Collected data
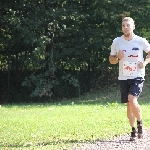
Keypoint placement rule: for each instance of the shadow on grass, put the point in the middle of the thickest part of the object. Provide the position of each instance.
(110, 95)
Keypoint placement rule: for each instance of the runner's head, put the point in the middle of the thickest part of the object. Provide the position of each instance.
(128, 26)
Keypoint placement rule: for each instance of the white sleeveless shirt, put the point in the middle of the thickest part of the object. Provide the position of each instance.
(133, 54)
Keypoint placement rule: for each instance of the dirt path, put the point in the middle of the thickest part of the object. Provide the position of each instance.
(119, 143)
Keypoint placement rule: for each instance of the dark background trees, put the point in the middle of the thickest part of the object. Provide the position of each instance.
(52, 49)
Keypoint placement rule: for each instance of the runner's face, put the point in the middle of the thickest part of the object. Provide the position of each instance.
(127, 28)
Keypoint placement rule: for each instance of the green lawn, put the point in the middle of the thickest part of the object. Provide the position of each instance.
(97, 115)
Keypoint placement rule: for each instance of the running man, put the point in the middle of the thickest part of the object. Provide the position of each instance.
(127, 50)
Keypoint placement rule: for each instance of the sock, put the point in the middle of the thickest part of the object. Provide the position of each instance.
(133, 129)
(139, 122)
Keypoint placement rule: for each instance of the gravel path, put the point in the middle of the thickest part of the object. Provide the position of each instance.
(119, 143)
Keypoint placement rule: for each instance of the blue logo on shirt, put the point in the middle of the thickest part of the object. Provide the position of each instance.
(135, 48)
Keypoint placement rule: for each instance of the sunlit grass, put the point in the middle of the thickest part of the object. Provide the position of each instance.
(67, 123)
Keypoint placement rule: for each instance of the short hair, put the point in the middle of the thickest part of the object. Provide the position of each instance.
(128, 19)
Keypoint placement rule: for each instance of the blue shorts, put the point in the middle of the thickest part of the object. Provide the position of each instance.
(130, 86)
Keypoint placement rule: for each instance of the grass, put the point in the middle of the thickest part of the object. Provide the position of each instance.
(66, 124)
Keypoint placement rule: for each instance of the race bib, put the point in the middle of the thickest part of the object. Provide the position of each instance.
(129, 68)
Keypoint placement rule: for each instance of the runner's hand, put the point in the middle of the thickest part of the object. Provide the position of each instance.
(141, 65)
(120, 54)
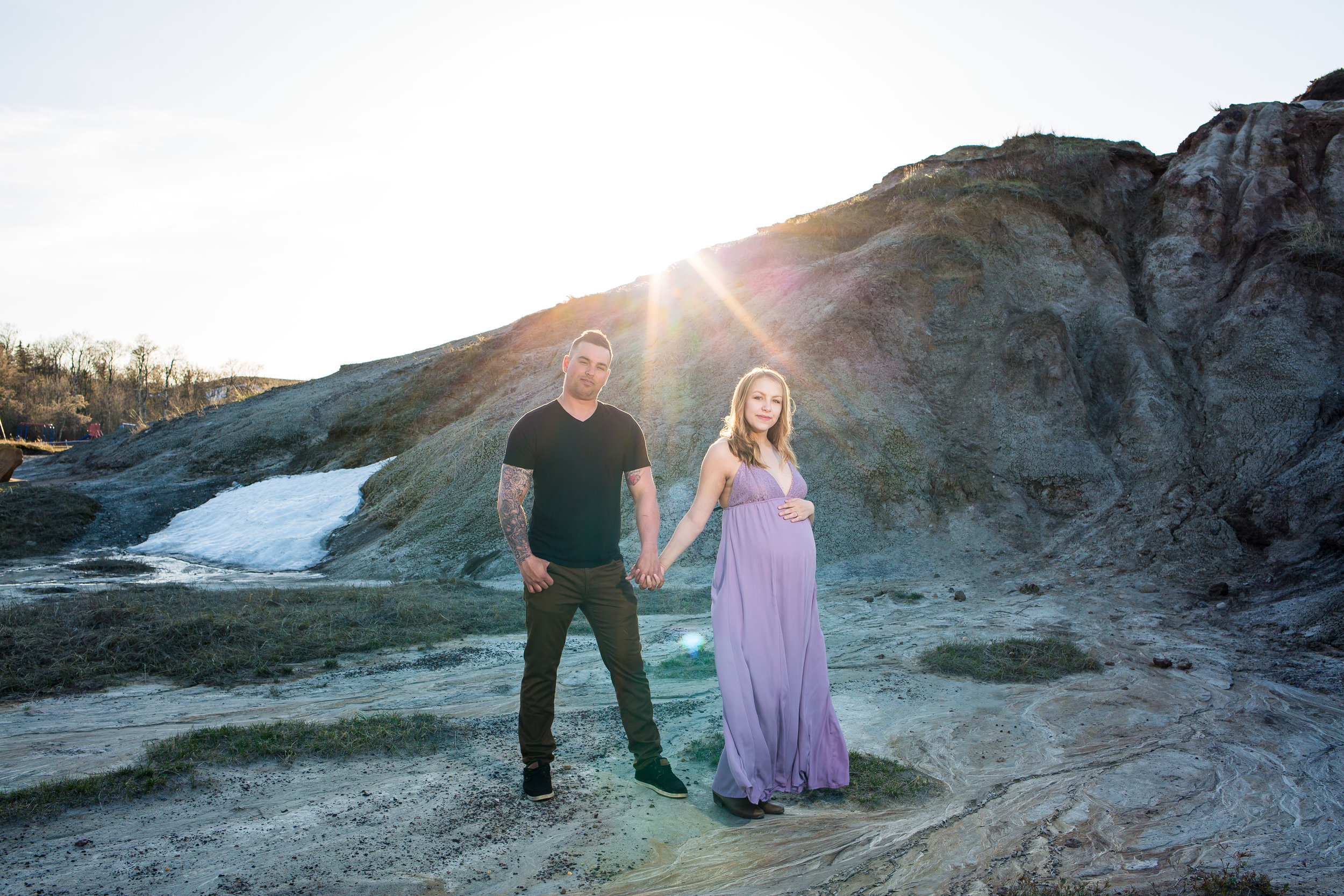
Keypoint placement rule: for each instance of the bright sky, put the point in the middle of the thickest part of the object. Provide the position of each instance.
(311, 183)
* * *
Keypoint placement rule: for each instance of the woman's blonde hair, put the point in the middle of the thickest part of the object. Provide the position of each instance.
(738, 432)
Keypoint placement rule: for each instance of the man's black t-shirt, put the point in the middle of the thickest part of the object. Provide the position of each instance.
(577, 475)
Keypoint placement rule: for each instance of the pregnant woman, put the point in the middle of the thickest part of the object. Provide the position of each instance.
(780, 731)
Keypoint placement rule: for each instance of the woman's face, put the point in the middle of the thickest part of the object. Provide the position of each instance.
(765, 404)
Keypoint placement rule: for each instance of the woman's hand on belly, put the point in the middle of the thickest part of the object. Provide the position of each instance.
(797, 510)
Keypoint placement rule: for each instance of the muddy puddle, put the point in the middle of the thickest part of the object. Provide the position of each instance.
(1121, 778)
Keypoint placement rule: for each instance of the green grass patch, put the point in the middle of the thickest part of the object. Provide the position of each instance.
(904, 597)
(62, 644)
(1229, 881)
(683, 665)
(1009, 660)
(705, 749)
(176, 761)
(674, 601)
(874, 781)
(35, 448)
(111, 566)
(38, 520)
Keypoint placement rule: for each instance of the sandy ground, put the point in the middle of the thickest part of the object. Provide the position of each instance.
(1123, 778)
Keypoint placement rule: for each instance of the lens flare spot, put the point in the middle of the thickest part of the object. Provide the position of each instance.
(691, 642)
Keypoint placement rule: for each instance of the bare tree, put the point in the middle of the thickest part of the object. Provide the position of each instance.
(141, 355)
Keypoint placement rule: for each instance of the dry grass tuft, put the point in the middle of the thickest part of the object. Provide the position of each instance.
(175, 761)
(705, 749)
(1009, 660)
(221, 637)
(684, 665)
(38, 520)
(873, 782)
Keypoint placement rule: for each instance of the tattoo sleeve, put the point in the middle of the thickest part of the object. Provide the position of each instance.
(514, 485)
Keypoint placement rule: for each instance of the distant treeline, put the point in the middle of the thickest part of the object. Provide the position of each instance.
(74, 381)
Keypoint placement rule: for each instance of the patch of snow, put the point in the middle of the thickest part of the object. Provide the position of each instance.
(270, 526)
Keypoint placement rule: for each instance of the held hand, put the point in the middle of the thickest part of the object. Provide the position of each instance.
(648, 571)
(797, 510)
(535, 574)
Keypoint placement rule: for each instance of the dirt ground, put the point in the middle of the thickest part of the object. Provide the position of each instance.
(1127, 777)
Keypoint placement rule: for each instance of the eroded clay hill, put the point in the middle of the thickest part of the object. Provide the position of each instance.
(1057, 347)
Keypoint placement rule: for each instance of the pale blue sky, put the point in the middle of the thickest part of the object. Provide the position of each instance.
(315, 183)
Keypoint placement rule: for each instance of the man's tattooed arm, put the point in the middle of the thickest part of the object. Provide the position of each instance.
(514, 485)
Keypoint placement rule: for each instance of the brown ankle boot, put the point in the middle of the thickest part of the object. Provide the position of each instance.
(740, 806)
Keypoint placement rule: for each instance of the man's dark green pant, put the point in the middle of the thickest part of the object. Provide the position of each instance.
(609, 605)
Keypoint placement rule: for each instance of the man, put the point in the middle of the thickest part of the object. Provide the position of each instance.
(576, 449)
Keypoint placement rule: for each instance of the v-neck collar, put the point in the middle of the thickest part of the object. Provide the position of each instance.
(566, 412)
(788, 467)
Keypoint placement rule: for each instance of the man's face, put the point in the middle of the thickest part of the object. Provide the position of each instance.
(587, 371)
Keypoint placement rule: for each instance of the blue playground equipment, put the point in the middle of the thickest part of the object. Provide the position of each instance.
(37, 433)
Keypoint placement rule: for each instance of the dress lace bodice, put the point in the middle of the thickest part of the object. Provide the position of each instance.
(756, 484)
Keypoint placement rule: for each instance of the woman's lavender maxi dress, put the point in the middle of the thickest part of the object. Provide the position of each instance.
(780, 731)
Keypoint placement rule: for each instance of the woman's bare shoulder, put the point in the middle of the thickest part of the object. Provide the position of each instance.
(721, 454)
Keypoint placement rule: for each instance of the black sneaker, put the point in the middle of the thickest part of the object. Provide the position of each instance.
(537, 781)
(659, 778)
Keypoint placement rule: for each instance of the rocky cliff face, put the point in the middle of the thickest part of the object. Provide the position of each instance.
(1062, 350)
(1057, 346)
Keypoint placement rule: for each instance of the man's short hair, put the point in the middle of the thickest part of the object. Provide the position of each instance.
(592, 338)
--
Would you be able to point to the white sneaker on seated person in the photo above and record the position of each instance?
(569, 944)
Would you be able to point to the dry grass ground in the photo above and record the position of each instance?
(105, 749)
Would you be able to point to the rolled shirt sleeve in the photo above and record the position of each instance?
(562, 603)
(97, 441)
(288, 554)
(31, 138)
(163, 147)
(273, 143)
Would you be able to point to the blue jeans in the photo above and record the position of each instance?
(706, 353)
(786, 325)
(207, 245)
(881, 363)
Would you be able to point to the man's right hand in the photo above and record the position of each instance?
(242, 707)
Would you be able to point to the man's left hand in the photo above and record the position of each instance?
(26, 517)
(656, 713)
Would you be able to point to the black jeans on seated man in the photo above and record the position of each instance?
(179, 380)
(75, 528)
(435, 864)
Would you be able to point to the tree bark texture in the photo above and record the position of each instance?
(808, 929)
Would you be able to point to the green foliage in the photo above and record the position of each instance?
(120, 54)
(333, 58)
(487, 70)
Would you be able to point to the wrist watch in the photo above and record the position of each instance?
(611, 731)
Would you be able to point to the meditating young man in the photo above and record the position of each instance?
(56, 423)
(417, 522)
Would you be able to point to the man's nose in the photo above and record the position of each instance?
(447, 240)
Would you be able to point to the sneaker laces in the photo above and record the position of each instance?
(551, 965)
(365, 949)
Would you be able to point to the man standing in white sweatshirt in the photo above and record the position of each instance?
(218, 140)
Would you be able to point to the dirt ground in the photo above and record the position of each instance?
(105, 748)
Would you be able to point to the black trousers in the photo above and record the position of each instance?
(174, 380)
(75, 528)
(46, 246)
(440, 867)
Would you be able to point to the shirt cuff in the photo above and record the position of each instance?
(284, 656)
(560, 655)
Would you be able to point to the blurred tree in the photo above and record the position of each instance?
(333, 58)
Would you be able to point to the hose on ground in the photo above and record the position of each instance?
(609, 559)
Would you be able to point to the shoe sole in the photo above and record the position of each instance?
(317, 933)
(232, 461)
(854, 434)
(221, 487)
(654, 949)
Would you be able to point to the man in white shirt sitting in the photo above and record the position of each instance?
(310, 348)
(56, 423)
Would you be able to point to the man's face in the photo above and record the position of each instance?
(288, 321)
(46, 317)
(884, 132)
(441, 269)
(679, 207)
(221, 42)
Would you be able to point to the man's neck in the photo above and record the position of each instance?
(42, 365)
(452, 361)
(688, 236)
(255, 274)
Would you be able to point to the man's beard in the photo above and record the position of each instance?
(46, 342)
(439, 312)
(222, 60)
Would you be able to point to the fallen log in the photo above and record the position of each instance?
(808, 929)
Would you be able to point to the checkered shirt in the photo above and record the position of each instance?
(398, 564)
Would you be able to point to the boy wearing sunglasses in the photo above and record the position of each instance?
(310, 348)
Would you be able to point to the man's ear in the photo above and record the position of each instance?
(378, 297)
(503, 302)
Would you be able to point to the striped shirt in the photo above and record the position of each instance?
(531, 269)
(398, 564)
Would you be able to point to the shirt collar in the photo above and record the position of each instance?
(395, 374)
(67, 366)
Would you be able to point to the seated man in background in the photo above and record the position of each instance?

YOUR OBJECTIVE:
After locating the line holding "Would you be able to point to the shirt collar" above, output exactly that line and every line after it through the line holding "Would you be able to point to the seated". Include nothing else.

ANSWER TO THIS PROBLEM:
Would you be able to point to the shirt collar in the photo above and record the position of each instance?
(395, 374)
(67, 366)
Would you be able to point to the seated man in background in the photo above and record the position of each instance?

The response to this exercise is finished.